» **Your task**:
Every line below should be copied exactly; drop the pictures.
═══ Material
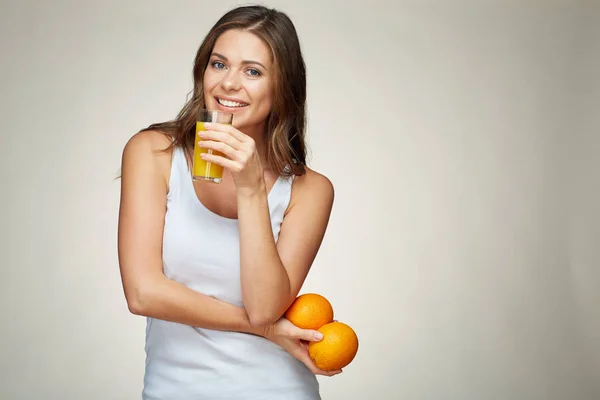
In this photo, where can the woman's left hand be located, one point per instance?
(239, 150)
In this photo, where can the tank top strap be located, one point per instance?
(279, 200)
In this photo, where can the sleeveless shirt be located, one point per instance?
(201, 251)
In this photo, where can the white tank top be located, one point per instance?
(201, 251)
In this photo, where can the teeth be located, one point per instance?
(228, 103)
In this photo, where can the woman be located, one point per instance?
(215, 266)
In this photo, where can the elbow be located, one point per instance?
(135, 304)
(137, 301)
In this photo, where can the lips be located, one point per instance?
(230, 103)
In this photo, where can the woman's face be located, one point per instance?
(238, 79)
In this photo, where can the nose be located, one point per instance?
(231, 81)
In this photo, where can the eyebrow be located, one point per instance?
(243, 61)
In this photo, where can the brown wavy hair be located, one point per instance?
(286, 124)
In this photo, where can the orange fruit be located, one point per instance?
(310, 311)
(337, 348)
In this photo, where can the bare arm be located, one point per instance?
(141, 220)
(272, 274)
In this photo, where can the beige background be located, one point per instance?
(462, 139)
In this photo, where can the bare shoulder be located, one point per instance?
(313, 188)
(146, 150)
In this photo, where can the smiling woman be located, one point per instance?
(214, 267)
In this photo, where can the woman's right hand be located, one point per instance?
(295, 341)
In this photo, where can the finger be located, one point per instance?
(222, 161)
(229, 151)
(307, 334)
(226, 129)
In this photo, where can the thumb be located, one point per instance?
(308, 335)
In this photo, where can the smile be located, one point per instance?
(230, 103)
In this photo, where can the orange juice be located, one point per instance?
(203, 170)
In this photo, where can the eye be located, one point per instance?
(217, 64)
(253, 72)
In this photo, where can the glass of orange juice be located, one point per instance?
(201, 169)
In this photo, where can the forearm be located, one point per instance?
(168, 300)
(265, 282)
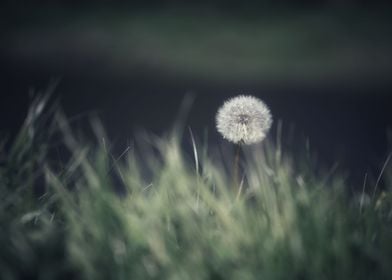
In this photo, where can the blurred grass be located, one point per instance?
(150, 215)
(308, 46)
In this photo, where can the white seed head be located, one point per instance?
(244, 120)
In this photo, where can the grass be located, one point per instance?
(289, 47)
(157, 212)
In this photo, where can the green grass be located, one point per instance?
(154, 214)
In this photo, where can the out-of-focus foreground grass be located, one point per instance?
(154, 214)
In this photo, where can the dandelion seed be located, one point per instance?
(244, 120)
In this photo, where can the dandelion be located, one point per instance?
(243, 120)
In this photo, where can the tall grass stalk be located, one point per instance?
(177, 218)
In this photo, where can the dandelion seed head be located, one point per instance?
(243, 120)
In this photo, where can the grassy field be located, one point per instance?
(305, 46)
(157, 212)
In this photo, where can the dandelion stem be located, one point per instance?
(236, 168)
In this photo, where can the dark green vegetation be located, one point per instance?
(308, 46)
(155, 214)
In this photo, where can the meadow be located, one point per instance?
(70, 209)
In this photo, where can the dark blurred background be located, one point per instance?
(324, 67)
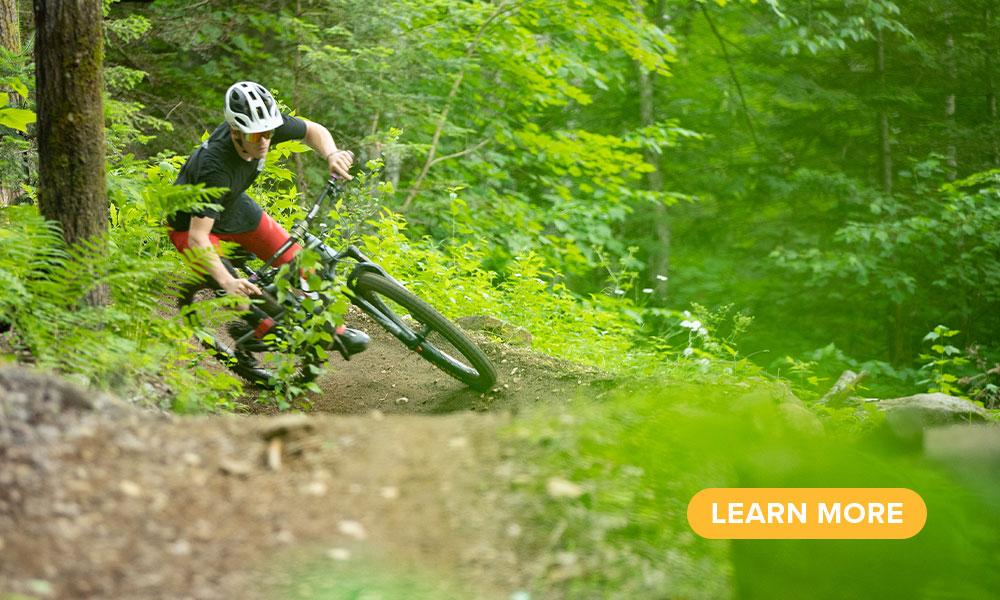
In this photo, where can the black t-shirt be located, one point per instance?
(217, 164)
══════
» **Answer below**:
In this photo, where can the woman's left hand be located, one point per instance?
(239, 150)
In this photo, where can the tank top strap be located, one point per instance?
(279, 200)
In this photo, where can the sleeveless shirt be located, one point per instance?
(201, 251)
In this photo, where can the white tank top be located, one point per instance?
(201, 251)
In this photo, where can the teeth be located, one point per instance?
(228, 103)
In this photo, where can the woman be located, one point per instance?
(215, 266)
In this photo, where can the elbow be located, one point per instance?
(135, 304)
(137, 301)
In this photo, where can the lips be located, one point per instance?
(230, 103)
In this photo, where can the woman's face be located, one point per instance?
(238, 79)
In this photo, where can the nose be located, one point per instance?
(231, 81)
In this photo, where can the eyebrow be located, one point per instance?
(243, 61)
In this photo, where can the brown wavy hair be located, one point per instance?
(286, 124)
In this photo, where can the orange fruit be located, one point per instance?
(310, 311)
(337, 348)
In this photo, where can the bare arm be located, one point per instance?
(141, 220)
(272, 274)
In this photo, where can the beige background be located, one point per instance?
(462, 139)
In this photo, where can the bare shoulder be located, one point per instance?
(313, 188)
(146, 150)
In this photo, where can the smiling woman be located, one point per instance?
(214, 267)
In this photo, where can the woman's right hand be located, one point per instance?
(295, 341)
In this photo, where can the finger be located, one point per instance?
(222, 161)
(229, 151)
(307, 334)
(226, 129)
In this photo, where can the thumb be located, one point per instance?
(308, 335)
In this photo, where can the smile be located, one point per instance?
(230, 103)
In this photo, where can the orange juice be located, one point per instance?
(203, 170)
In this photo, where can the eye be located, one point per instance?
(217, 64)
(253, 72)
In this photo, where can the glass of orange juice be located, one point per instance?
(201, 169)
In this photo, where can the forearm be located, one point per instance?
(168, 300)
(265, 282)
In this photo, where can the blurred grass be located, one point per instance?
(150, 215)
(308, 46)
In this photo, where can the white seed head be located, one point per instance?
(244, 120)
In this photo, where can the grass be located, one point per instance?
(289, 47)
(157, 212)
In this photo, where can the green grass be located, one point per instance?
(154, 214)
In this photo, where can the out-of-focus foreground grass be located, one point per instance?
(154, 214)
In this photo, where can the dandelion seed be located, one point per instance?
(244, 120)
In this photo, where can the dandelion be located, one point per instance?
(243, 120)
In this photo, where can the tall grass stalk be located, one point per instance?
(177, 218)
In this photo, where can the dandelion seed head be located, one point per instance?
(243, 120)
In this photo, where can the grassy field be located, one point per instance?
(305, 46)
(157, 212)
In this photo, where can the dandelion stem be located, one point per instance?
(236, 168)
In this photo, where can the dark green vegetation be located, one point per instance?
(308, 46)
(155, 214)
In this photo, where can the meadow be located, one point per instance?
(70, 209)
In this photo, where can the dark blurred background be located, one point per instance?
(324, 67)
In this photo, where can the black t-shirt be located, one point per instance?
(217, 164)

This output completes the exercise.